● Description of the task
Answer these from the toner passage:
1. What three means of removing particulates in a liquid are named for classifying the mother toner particles?
2. Which company manufactures the HYBRIDIZATION SYSTEM?
3. In what kind of image formation fields can the toner be used?
++++ Text to read
Also, the mother toner particles can be classified. Classification
can be performed by removing particulates in a liquid by a cyclone,
a decanter or a method utilizing a centrifuge and can also be done
by a classification operation after drying.
[0197] The thus prepared mother toner particles can be mixed with
other particles, for example, a colorant, a release agent and a
charge controlling agent. Such other particles can be fixed and
integrated into the surface of toner particles by applying a
mechanical impact thereto. It is thus possible to restrain the
detachment of the other kinds of particles, for example, a release
agent, from the surface of toner particles.
[0198] Specific examples of such mechanical impact application
methods include a method in which a mixture is impacted by a high
speed rotation blade and a method in which a mixture is put into a
jet air to collide the particles against each other or a collision
board. Specific examples of such mechanical impact applicators
include ONG MILL (manufactured by Hosokawa Micron Co., Ltd.),
modified I TYPE MILL in which the pressure of air used for
pulverizing is reduced (manufactured by Nippon Pneumatic Mfg. Co.,
Ltd.), HYBRIDIZATION SYSTEM (manufactured by Nara Machine Co.,
Ltd.), KRYPTRON SYSTEM (manufactured by Kawasaki Heavy Industries,
Ltd.), automatic mortars, etc.
[0199] The toner of the present invention has a smooth surface.
Thus, the toner is excellent in characteristics, for example,
transferability and charging property to produce quality images.
The toner of the present invention can have furthermore excellent
characteristics when the toner is made through an adhesive
substrate material obtained by the reaction between a compound
having an active hydrogen group and a polymer reactive with an
active hydrogen group in an aqueous medium. The toner of the
present invention can be suitably used in various kinds of fields
of electrophotographic image formation.
++++++++
++++ Entries
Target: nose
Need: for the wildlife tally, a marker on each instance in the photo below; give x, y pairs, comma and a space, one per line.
++++++++
++++ Entries
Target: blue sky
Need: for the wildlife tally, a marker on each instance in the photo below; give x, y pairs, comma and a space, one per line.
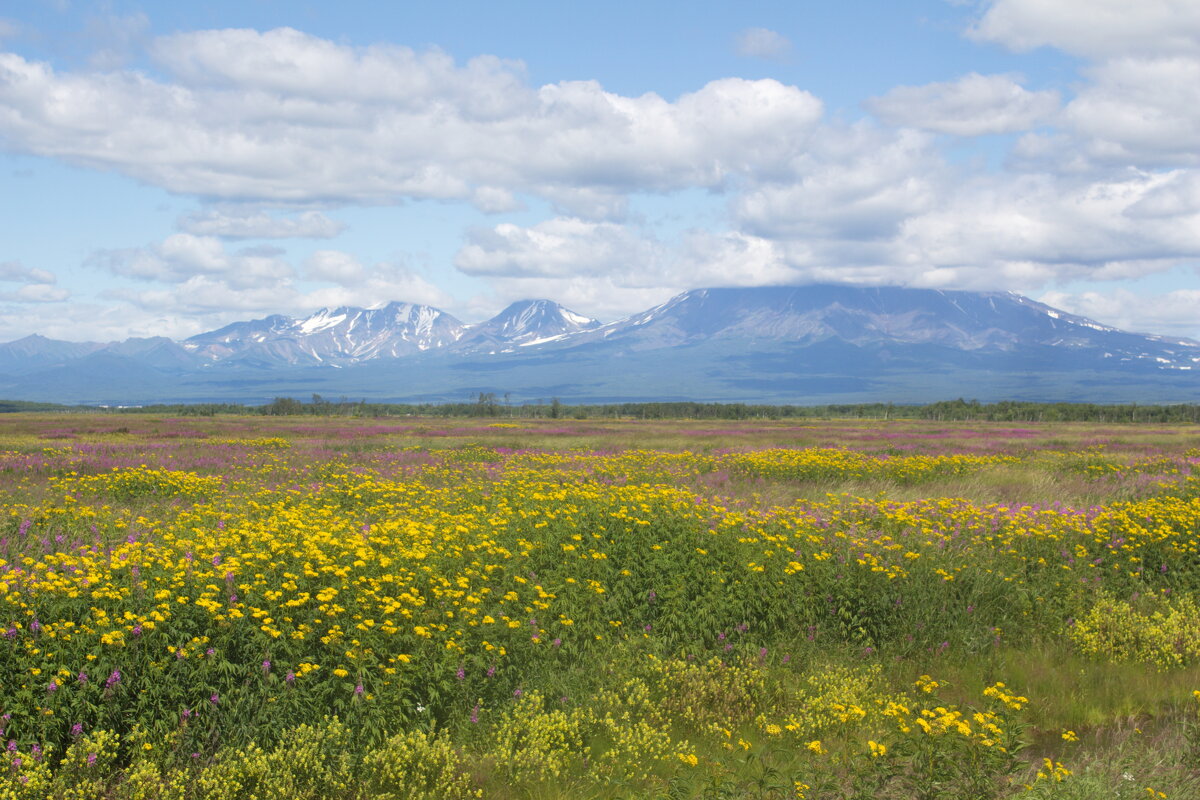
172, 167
++++++++
● Task response
1. A cyclone, a decanter, or a method utilizing a centrifuge.
2. Nara Machine Co., Ltd.
3. Electrophotographic image formation.